↓

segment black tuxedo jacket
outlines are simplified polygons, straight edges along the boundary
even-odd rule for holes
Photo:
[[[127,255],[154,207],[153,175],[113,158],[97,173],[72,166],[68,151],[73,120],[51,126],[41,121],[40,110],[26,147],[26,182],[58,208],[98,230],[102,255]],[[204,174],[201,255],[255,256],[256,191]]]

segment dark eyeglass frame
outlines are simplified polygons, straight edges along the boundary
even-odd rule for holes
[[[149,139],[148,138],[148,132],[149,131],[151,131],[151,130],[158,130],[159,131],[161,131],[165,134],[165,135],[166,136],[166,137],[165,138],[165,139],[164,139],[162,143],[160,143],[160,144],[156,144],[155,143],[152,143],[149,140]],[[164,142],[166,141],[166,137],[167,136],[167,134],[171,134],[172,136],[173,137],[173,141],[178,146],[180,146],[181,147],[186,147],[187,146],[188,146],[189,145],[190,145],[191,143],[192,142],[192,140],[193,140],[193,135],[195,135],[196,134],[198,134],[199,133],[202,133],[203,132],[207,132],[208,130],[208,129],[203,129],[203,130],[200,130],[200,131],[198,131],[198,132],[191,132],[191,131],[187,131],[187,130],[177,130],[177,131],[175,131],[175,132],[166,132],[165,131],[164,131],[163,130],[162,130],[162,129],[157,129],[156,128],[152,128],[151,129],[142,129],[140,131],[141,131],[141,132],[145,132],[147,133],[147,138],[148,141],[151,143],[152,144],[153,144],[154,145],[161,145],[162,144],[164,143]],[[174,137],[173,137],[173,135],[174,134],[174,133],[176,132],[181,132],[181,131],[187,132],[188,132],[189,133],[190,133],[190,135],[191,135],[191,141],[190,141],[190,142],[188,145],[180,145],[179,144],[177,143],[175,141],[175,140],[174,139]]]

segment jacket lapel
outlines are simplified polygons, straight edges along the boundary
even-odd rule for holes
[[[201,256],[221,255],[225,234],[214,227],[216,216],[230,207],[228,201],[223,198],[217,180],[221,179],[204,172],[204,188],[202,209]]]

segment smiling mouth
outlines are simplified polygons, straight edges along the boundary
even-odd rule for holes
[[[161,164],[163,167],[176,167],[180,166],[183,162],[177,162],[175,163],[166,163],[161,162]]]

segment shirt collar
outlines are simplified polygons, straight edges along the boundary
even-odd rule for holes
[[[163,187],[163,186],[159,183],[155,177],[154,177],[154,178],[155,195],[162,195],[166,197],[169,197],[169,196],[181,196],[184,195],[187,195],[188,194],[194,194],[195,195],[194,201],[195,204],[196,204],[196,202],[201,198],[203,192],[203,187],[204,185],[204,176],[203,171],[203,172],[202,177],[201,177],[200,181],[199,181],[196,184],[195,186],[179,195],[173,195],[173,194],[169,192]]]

↑

## The exercise
Rewrite the records above, changing each "simplified polygons" to "reduced polygons" and leaving everything else untouched.

## Correct output
segment black tuxedo jacket
outlines are reduced polygons, straight edges along the boundary
even-odd rule for holes
Photo:
[[[127,255],[154,207],[153,175],[113,158],[97,173],[72,166],[68,151],[73,120],[51,126],[41,121],[40,110],[26,147],[26,182],[58,208],[98,230],[102,255]],[[204,174],[201,255],[255,256],[256,191]]]

segment dark eyeglass frame
outlines are reduced polygons, straight edges along the boundary
even-odd rule for holes
[[[149,139],[148,138],[148,132],[149,131],[151,131],[151,130],[158,130],[159,131],[161,131],[165,134],[165,135],[166,136],[166,137],[165,138],[165,139],[164,139],[162,143],[160,143],[160,144],[156,144],[155,143],[152,143],[149,140]],[[164,142],[166,141],[166,137],[167,136],[167,134],[171,134],[172,136],[173,137],[173,141],[178,146],[180,146],[181,147],[186,147],[187,146],[188,146],[189,145],[190,145],[191,143],[192,142],[192,140],[193,140],[193,135],[195,135],[196,134],[198,134],[199,133],[202,133],[203,132],[207,132],[208,130],[208,129],[203,129],[203,130],[200,130],[200,131],[198,131],[198,132],[191,132],[191,131],[187,131],[187,130],[177,130],[177,131],[175,131],[175,132],[166,132],[165,131],[164,131],[163,130],[162,130],[162,129],[157,129],[156,128],[152,128],[151,129],[142,129],[140,131],[141,131],[141,132],[145,132],[147,133],[147,138],[148,141],[151,143],[152,144],[153,144],[154,145],[161,145],[162,144],[164,143]],[[174,137],[173,137],[173,135],[174,134],[174,133],[176,132],[181,132],[181,131],[187,132],[188,132],[189,133],[190,133],[190,135],[191,135],[191,141],[190,141],[190,142],[188,145],[180,145],[179,144],[177,143],[175,141],[175,140],[174,139]]]

segment jacket lapel
outlines are reduced polygons, straight edges along the boundary
even-odd rule for holes
[[[201,256],[221,255],[225,234],[214,227],[216,216],[230,207],[228,201],[223,198],[217,180],[221,179],[204,172],[204,188],[202,209]]]

segment smiling mouth
outlines are reduced polygons, straight edges along the boundary
even-odd rule for holes
[[[161,164],[163,167],[176,167],[180,166],[183,162],[177,162],[175,163],[166,163],[161,162]]]

segment shirt collar
outlines are reduced polygons, straight edges along the boundary
even-odd rule for holes
[[[163,187],[163,186],[159,183],[155,177],[154,177],[154,178],[155,195],[162,195],[166,197],[169,197],[169,196],[181,196],[184,195],[187,195],[188,194],[194,194],[195,195],[194,201],[195,204],[196,204],[196,202],[201,198],[203,192],[203,187],[204,185],[204,176],[203,171],[203,172],[202,177],[201,177],[200,181],[199,181],[196,184],[195,186],[179,195],[173,195],[173,194],[169,192]]]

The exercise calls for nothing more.